• **Task statement**:
Repeat verbatim the lines of the data below, beginning with the line containing "Target: fruit box label" and continuing to the end.

Start of Entries shown

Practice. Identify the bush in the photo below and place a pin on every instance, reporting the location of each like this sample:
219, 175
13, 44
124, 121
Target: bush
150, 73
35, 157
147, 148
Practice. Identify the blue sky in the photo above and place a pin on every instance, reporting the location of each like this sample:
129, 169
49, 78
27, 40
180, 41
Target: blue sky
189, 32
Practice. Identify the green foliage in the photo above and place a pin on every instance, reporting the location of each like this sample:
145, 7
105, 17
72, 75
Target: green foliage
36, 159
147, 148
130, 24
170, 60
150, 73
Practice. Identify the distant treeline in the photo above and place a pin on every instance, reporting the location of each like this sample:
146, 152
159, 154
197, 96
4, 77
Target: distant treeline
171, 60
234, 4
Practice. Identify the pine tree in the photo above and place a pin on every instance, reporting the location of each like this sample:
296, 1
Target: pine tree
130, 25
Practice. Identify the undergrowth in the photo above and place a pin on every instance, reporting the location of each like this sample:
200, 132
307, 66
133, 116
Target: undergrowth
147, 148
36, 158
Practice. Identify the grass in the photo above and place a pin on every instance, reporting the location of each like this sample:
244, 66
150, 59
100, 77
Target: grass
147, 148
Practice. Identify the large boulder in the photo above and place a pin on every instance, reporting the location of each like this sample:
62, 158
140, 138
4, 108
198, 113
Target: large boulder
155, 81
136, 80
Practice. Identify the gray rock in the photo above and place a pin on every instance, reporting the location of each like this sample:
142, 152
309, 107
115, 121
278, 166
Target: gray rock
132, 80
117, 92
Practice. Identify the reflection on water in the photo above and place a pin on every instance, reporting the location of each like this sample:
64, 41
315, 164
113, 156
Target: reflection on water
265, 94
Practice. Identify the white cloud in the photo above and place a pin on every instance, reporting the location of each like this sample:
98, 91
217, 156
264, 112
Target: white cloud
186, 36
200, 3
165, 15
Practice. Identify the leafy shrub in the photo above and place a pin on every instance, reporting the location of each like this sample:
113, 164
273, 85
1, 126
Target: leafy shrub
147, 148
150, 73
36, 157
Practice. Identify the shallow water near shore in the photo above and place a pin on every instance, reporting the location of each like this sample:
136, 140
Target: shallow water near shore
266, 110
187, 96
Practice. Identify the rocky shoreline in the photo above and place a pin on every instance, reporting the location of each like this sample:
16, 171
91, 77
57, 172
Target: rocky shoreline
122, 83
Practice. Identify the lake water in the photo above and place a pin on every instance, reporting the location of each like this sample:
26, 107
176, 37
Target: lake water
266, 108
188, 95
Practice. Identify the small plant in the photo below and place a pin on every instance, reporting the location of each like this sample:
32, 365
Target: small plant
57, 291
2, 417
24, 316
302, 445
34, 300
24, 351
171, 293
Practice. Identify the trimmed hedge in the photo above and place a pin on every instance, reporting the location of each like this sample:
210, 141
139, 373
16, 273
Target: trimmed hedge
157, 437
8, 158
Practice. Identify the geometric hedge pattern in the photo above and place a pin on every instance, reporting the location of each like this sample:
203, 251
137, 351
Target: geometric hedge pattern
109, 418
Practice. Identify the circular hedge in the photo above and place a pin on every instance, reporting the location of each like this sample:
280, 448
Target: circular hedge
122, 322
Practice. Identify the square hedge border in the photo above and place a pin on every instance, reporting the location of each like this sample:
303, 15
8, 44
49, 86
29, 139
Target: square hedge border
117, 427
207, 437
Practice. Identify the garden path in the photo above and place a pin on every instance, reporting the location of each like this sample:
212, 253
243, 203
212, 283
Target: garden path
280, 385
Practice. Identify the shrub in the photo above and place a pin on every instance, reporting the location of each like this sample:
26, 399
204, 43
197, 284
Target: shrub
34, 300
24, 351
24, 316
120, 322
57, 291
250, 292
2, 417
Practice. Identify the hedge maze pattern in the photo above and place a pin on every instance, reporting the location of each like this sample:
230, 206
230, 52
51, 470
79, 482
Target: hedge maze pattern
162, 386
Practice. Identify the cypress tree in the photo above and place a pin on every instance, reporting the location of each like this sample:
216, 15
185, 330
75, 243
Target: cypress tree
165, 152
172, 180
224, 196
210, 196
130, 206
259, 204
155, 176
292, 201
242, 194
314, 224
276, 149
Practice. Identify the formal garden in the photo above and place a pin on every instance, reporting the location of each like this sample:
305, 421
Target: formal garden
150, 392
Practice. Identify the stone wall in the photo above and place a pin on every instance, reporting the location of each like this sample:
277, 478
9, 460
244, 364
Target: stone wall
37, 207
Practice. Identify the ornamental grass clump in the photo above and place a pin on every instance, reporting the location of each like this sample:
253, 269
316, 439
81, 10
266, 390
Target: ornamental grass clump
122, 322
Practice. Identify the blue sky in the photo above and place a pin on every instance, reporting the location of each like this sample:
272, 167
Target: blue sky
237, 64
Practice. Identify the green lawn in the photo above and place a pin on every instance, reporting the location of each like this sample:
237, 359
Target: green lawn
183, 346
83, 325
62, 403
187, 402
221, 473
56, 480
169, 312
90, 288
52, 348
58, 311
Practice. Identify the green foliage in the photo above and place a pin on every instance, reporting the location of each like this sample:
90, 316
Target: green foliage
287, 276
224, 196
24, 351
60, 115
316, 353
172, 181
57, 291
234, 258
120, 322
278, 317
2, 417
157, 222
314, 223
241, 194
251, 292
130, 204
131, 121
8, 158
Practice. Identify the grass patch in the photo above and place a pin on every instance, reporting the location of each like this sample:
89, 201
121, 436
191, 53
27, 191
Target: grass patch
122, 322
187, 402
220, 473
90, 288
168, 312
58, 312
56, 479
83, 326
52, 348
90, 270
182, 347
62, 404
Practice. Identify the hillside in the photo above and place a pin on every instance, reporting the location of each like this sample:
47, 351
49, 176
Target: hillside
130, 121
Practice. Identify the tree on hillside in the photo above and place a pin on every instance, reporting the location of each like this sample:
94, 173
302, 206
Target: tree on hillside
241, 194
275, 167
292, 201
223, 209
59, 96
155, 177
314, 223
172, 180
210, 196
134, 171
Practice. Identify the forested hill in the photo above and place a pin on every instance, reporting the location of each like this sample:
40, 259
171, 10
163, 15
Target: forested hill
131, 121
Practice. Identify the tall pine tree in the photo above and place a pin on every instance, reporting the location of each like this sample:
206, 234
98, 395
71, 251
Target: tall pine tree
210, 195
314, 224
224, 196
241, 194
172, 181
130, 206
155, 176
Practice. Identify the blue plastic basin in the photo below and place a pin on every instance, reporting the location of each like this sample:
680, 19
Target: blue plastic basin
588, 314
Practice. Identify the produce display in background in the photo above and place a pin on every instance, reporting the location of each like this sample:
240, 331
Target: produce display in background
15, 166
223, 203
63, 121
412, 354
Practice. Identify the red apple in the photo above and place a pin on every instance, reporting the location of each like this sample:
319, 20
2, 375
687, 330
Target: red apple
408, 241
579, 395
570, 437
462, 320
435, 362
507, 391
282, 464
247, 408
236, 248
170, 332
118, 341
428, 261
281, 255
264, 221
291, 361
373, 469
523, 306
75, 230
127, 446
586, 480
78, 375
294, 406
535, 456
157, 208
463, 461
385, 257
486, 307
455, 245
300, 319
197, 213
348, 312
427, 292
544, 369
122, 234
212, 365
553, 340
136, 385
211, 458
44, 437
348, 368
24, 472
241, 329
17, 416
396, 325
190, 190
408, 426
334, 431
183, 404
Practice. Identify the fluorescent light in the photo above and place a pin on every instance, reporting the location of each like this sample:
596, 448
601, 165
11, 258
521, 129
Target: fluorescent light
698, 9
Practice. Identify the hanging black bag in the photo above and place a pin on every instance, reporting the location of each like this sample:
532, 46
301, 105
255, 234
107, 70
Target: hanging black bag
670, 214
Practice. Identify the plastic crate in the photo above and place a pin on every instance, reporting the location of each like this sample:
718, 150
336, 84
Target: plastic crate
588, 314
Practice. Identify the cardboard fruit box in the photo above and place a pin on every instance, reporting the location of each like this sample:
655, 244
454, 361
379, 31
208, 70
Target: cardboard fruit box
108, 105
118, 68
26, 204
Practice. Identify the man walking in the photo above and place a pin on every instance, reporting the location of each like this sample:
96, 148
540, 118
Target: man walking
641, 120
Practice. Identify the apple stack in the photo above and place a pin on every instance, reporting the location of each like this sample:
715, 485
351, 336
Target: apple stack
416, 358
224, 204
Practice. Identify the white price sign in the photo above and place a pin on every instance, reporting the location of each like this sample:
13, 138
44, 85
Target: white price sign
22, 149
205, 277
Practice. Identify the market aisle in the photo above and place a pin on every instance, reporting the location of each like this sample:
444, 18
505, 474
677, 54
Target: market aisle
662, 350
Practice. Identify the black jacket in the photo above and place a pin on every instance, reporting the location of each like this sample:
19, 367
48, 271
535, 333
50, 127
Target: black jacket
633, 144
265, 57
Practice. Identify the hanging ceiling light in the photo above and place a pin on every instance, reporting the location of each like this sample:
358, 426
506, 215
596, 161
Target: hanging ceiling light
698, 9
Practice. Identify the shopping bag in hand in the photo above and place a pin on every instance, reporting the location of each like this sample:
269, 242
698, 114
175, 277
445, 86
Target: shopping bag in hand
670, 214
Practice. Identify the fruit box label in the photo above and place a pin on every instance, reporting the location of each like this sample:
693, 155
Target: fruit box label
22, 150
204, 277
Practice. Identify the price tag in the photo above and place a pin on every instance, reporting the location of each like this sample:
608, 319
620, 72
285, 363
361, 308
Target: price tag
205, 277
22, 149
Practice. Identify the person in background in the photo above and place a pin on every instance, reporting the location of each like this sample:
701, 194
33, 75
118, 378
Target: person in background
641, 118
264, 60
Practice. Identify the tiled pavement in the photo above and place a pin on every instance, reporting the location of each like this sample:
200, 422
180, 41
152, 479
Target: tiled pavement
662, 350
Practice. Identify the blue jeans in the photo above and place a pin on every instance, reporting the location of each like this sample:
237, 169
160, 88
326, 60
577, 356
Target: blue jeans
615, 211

End of Entries shown

• **Response below**:
Target: fruit box label
22, 150
204, 277
Practice. Identify the price tag in the photo above and place a pin on every instance, reporting the location of each like this sample:
608, 319
620, 72
285, 363
361, 308
Target: price tag
205, 277
22, 149
Practice. Identify the person in background in the photo above and place a pin on every instance, reporting the location of each like this sample:
701, 194
33, 75
118, 378
Target: person in background
641, 118
264, 60
Practice. Identify the tiled pavement in the photo above and place a pin on every instance, reporting the location of each like this sample:
200, 422
180, 41
152, 479
Target: tiled pavement
662, 350
Practice. Identify the blue jeans in the photo above and place a pin on every instance, reporting the location of each like this sample:
237, 169
160, 88
326, 60
577, 356
Target: blue jeans
615, 211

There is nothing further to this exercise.